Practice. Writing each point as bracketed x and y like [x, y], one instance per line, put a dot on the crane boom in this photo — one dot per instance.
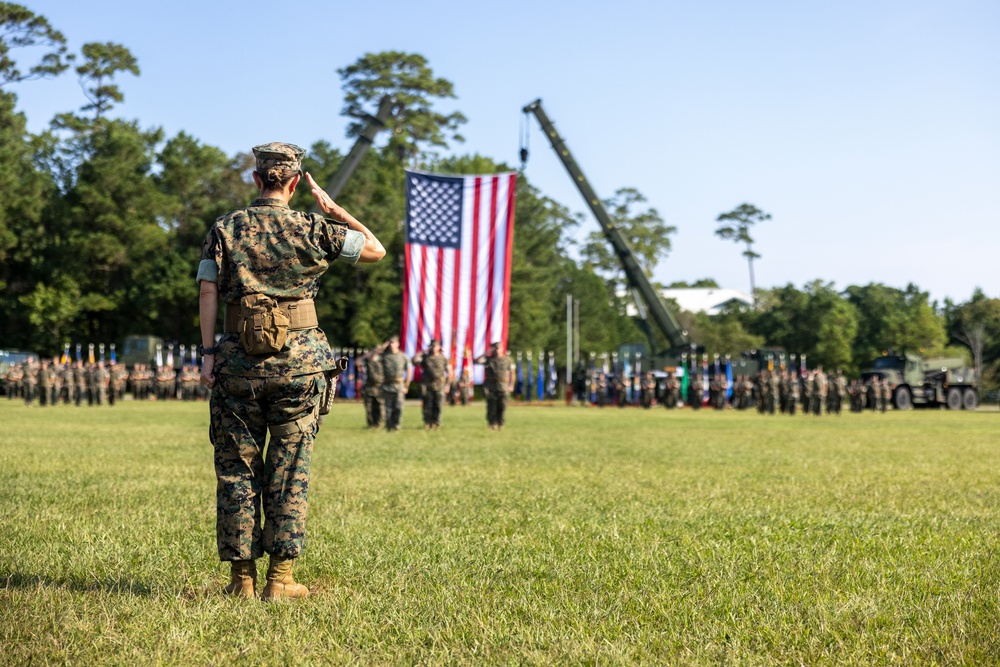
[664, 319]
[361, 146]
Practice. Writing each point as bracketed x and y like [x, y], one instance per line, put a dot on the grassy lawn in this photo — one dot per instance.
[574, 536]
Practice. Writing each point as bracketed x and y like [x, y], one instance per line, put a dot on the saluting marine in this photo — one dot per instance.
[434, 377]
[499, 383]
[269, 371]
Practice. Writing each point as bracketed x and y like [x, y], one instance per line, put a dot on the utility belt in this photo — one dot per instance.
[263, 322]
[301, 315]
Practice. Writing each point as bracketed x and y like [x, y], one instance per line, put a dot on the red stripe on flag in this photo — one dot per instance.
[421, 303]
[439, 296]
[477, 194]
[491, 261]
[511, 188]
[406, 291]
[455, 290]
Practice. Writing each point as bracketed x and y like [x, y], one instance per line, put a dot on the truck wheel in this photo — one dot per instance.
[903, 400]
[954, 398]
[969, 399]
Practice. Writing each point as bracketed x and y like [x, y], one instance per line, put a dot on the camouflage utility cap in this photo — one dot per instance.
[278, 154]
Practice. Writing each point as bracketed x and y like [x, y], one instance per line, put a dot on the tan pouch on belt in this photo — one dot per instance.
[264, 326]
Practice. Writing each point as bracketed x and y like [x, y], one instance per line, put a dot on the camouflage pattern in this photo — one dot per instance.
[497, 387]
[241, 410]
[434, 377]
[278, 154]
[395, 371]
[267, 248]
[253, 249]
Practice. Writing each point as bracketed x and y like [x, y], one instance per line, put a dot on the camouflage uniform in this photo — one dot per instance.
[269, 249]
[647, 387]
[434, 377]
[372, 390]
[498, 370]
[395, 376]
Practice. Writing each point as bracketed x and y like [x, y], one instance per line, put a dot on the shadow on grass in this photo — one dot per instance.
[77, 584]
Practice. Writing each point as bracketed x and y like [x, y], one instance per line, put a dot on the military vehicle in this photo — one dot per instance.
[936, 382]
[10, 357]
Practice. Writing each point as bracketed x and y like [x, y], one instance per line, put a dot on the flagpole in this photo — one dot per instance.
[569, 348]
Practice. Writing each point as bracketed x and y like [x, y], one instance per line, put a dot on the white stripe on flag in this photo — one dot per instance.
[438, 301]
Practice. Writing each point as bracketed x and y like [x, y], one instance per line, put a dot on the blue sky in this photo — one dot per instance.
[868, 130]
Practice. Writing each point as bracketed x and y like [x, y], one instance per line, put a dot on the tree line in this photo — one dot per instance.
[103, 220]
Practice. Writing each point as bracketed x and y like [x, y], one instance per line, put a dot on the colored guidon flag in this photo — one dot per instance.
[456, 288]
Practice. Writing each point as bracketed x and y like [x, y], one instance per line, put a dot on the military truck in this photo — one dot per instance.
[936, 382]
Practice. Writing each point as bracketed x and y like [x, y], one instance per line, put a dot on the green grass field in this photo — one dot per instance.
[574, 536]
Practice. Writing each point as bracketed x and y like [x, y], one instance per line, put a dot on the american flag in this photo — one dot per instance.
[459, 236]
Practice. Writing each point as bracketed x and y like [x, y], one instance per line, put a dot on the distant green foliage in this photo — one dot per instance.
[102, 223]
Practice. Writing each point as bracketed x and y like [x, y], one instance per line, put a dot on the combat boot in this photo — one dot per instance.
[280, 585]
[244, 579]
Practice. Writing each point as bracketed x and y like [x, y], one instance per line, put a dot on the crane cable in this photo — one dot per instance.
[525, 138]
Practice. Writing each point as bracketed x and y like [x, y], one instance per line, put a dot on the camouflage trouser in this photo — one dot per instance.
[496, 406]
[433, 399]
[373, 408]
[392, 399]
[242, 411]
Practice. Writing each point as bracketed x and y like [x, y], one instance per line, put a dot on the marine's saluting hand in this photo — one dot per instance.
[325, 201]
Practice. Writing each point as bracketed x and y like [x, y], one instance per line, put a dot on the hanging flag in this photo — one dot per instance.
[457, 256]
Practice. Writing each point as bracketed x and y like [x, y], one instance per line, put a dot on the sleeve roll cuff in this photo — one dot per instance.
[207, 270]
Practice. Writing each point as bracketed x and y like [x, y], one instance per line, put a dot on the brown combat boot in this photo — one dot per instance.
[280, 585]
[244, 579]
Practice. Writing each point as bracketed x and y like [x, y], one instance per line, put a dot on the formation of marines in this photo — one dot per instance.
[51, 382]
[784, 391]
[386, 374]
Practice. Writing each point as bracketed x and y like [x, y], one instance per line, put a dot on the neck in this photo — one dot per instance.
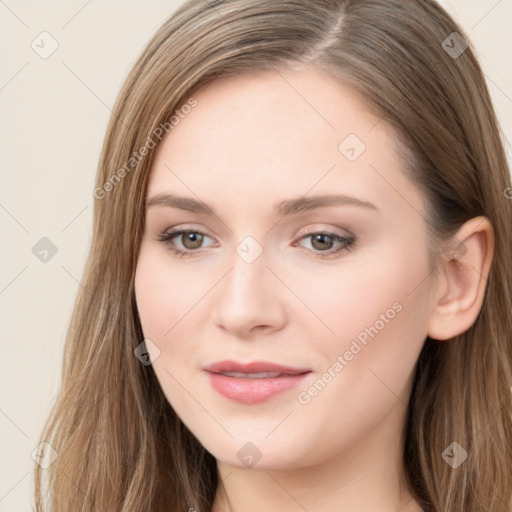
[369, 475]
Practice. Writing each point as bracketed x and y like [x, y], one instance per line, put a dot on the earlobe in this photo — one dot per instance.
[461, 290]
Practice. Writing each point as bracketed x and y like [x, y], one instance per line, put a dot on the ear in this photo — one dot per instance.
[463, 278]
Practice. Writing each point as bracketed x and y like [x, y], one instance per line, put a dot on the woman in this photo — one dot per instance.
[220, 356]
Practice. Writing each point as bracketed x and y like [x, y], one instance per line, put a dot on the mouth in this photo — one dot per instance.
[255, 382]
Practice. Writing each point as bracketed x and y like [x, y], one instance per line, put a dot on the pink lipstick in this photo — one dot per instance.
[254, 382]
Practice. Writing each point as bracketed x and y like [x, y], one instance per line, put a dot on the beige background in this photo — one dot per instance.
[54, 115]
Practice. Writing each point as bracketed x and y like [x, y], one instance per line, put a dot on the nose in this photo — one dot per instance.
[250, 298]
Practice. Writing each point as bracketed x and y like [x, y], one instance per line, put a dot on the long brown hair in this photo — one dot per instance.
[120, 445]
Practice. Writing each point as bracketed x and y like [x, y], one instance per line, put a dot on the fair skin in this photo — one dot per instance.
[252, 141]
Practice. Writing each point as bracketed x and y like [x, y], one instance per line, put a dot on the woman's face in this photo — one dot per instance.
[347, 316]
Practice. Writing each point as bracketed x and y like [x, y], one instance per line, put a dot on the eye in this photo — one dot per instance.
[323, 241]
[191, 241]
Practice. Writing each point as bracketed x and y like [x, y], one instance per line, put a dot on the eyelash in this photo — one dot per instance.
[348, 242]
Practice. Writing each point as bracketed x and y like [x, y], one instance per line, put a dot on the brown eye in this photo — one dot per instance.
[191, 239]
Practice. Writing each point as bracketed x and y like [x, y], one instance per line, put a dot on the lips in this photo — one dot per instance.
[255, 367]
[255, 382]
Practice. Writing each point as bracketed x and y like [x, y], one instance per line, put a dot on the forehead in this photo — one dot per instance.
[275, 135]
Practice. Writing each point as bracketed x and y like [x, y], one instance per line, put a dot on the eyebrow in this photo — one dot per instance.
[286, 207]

__Your instructions__. Please give every line above again word for word, apart from the pictures.

__Answer for this exercise__.
Practice. Writing each point as bracketed x and y like [x, y], one instance per line, put a dot on the crane boom in this photo — one dot per instance.
[664, 319]
[361, 146]
Practice. Writing each point as bracketed x and y like [x, y], one instance per line, put a dot on the grassy lawn in this photo — one dot per instance.
[574, 536]
Practice. Writing each point as bracketed x and y like [x, y], one instance per line, put a dot on the saluting marine in this photo — one dot per instance.
[434, 377]
[499, 383]
[269, 371]
Practice. Writing each point as bracketed x and y like [x, y], one instance per line, put a dot on the utility belt in this photo — one dot per instance.
[263, 322]
[301, 315]
Practice. Writing each point as bracketed x and y like [x, y], one instance per line, put a dot on the red stripe on flag in this photo — one dot per instance.
[421, 303]
[439, 296]
[477, 194]
[491, 261]
[511, 188]
[406, 291]
[455, 290]
Practice. Writing each point as bracketed x and y like [x, y], one instance per line, put a dot on the truck wheel in this photo — one dot per instance.
[903, 400]
[954, 398]
[969, 399]
Practice. Writing each point as bracketed x and y like [x, y], one instance per line, put a dot on the camouflage utility cap in this photo — one dot per instance.
[278, 154]
Practice. Writing each point as bracketed x and y like [x, y], one instance per line, put a dot on the tan pouch on belt in this photo — one dot per instance.
[264, 326]
Practice. Writing each point as bracketed x and y like [x, y], one instance per line, put a dot on the camouflage pattern in this photo — one dot per instance.
[497, 387]
[241, 410]
[434, 377]
[278, 154]
[395, 371]
[267, 248]
[253, 249]
Practice. Writing each point as bracketed x and y like [x, y], one instance per line, put a dot on the camouflage uniform in this photo — one dot per instance.
[269, 249]
[647, 387]
[434, 377]
[372, 390]
[498, 370]
[395, 376]
Practice. Writing each point as bracketed x and y like [x, y], one instance per line, put a dot on the shadow on grass in this photo — one dot per instance.
[77, 584]
Practice. Writing each point as bracketed x and y like [x, y], one instance per line, put a dot on the military vehicle in this photo — one dot per instance.
[936, 382]
[10, 357]
Practice. Writing each point as bracketed x and y like [x, y], one instance per line, put a dot on the flagpole in this photo — one dot per instance.
[569, 348]
Practice. Writing each point as bracketed x and y like [x, y], one instance per line, put a dot on the white stripe on flag in this photo — one dot per instance.
[438, 301]
Practice. Writing each point as bracketed x and y like [x, y], one instance per line, put a dot on the blue sky in this photo — one dot per instance.
[868, 130]
Practice. Writing each point as bracketed x and y like [x, y], one instance per line, put a dot on the tree line in this photo — one dot per instance.
[103, 220]
Practice. Writing each point as bracketed x and y like [x, y], one instance per line, put a dot on the colored guidon flag in this photo — one dot per instance.
[456, 288]
Practice. Writing each point as bracketed x and y like [x, y], one instance per line, put a dot on the military truck in this photo — one dot per instance.
[936, 382]
Practice. Writing each point as bracketed x and y like [x, y], one instance per line, put a dot on the green grass field in this photo — one dot per instance.
[574, 536]
Practice. Writing each point as bracketed x and y like [x, y], one instance per line, put a dot on the american flag in this photo — one dot per instance.
[459, 236]
Practice. Writing each point as bracketed x and y like [x, y], one instance per line, put a dot on the distant green foliage in this photo — one dot per instance.
[102, 223]
Practice. Writing each point as bracketed x and y like [x, y], one instance per line, put a dot on the combat boot in this photo — one dot per instance.
[280, 585]
[244, 579]
Practice. Writing each point as bracketed x and y like [x, y], one instance per line, put a dot on the crane cable in this photo — one dot per instance.
[525, 138]
Practice. Writing each point as bracketed x and y like [x, y], one instance per line, put a dot on the camouflage trouser in this photo — one dot per instance.
[496, 406]
[433, 399]
[373, 408]
[392, 399]
[242, 411]
Practice. Writing each point as bracketed x and y like [x, y], one instance per line, put a dot on the marine's saluting hand in this photo — one dot per instance.
[325, 201]
Practice. Writing each point as bracketed x and y like [x, y], one instance per line, put a dot on the hanging flag in this photo — one dot per instance.
[457, 256]
Practice. Writing each point as bracketed x and y like [x, y], one instance per line, put a dot on the sleeve roll cuff in this photo — one dot per instance.
[207, 270]
Practice. Writing each point as bracketed x and y like [x, y], one instance per line, put a dot on the brown combat boot in this photo — one dot per instance.
[280, 585]
[244, 579]
Practice. Writing each point as bracketed x and y like [x, y], one instance per line, put a dot on the formation of marines in this photo — one dot per instance.
[51, 382]
[784, 391]
[386, 374]
Practice. Writing each point as bracketed x and y like [x, y], one instance per line, put a dot on the neck in this photo — one dot per instance.
[369, 475]
Practice. Writing each point as bracketed x and y like [x, y], one instance per line, put a dot on the earlobe in this photo — one dot per instance.
[461, 290]
Practice. Writing each point as bracketed x and y like [x, y], one instance per line, put a dot on the ear in this photo — one dot per instance.
[463, 278]
Practice. Writing each point as bracketed x and y like [x, y], one instance per line, put a dot on the woman in this photo — one dot per instance.
[220, 356]
Practice. Writing each point as bracketed x and y like [x, y], one instance per line, put a dot on the mouth in this photo — one dot per instance.
[255, 382]
Practice. Writing each point as bracketed x and y like [x, y], one instance per line, put a dot on the pink lipstick in this photo — one dot per instance.
[254, 382]
Practice. Writing each point as bracketed x and y like [x, y], one instance per line, put a dot on the beige background in this photo — one dot per instance.
[54, 115]
Practice. Writing each point as bracketed x and y like [x, y], one instance per line, put a dot on the nose in this photo — one dot per instance.
[250, 298]
Practice. Writing each point as bracketed x and y like [x, y], one instance per line, put a dot on the long brown hair in this photo — one dot per instance.
[120, 445]
Practice. Writing each point as bracketed x and y like [x, y], one instance per line, put a dot on the fair skin in this photo — one dot per instance.
[252, 141]
Practice. Writing each point as bracketed x and y like [x, y], one instance per line, put a dot on the woman's face in this photo — one dot per instance.
[347, 316]
Practice. Writing each point as bracketed x and y like [x, y], one instance per line, put a dot on the eye in this photo — one dot per instance.
[323, 241]
[191, 241]
Practice. Writing each point as bracketed x and y like [x, y], one instance per line, put a dot on the eyelash in this photo — one dot per instance.
[348, 242]
Practice. Writing each point as bracketed x and y like [x, y], one instance per line, put a dot on the brown eye in this photo — one dot per instance.
[191, 239]
Practice. Writing each point as bracketed x and y like [x, y], one instance per line, put a dot on the lips in this photo — one dot per instance.
[255, 367]
[255, 382]
Practice. Writing each point as bracketed x and y like [x, y], one instance per line, put a dot on the forehead in this photo — one dot per instance.
[275, 135]
Practice. Writing each point as bracketed x and y like [x, y], one instance per line, put a dot on the eyebrow in this photo — one dot per instance.
[286, 207]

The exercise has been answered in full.